__Short task__: Pull out each line of the material below that contains the word "green".

__Exercise material__:

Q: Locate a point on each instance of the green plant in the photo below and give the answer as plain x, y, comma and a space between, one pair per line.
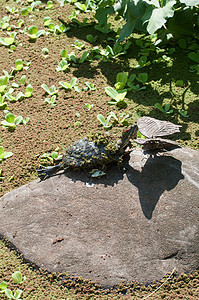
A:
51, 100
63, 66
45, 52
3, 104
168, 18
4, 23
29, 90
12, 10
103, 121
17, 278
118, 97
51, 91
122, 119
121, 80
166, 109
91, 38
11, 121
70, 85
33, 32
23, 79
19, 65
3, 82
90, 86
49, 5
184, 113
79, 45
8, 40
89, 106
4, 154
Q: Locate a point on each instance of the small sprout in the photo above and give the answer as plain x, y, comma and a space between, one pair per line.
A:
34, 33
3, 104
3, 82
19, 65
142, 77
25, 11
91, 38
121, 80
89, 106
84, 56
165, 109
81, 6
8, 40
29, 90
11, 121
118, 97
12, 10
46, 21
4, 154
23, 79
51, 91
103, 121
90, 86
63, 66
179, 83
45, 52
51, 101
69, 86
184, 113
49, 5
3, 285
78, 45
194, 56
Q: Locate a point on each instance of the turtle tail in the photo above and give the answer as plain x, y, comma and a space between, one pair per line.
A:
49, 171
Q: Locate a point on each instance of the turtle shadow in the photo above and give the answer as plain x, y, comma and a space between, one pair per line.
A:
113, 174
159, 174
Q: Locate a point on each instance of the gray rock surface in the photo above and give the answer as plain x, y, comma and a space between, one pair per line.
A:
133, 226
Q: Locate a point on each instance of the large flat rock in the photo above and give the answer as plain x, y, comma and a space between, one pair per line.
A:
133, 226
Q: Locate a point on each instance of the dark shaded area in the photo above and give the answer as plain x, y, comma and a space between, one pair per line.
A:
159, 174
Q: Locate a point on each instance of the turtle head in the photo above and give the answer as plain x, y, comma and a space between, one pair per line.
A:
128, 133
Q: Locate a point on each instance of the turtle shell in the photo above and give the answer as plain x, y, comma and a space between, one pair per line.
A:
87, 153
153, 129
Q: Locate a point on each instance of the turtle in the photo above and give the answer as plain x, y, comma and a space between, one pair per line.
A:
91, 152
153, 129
---
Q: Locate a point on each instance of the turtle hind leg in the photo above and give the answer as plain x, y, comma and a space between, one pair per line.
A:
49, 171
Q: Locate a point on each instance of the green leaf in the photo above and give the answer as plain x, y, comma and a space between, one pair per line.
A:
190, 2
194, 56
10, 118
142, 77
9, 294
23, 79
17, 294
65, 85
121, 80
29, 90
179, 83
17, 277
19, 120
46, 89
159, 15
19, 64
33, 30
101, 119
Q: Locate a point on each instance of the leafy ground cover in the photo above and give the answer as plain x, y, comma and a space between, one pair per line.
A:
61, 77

__Solved problem__:
Q: Locate a point on each instance of the green plant in the photo below and give the answer as plain x, y, comma and a space between, one pair per line.
Q: Locate a point on each instance of the green leaf in the photo above and give the answer as plain x, y, comma and a space between, one pair per line.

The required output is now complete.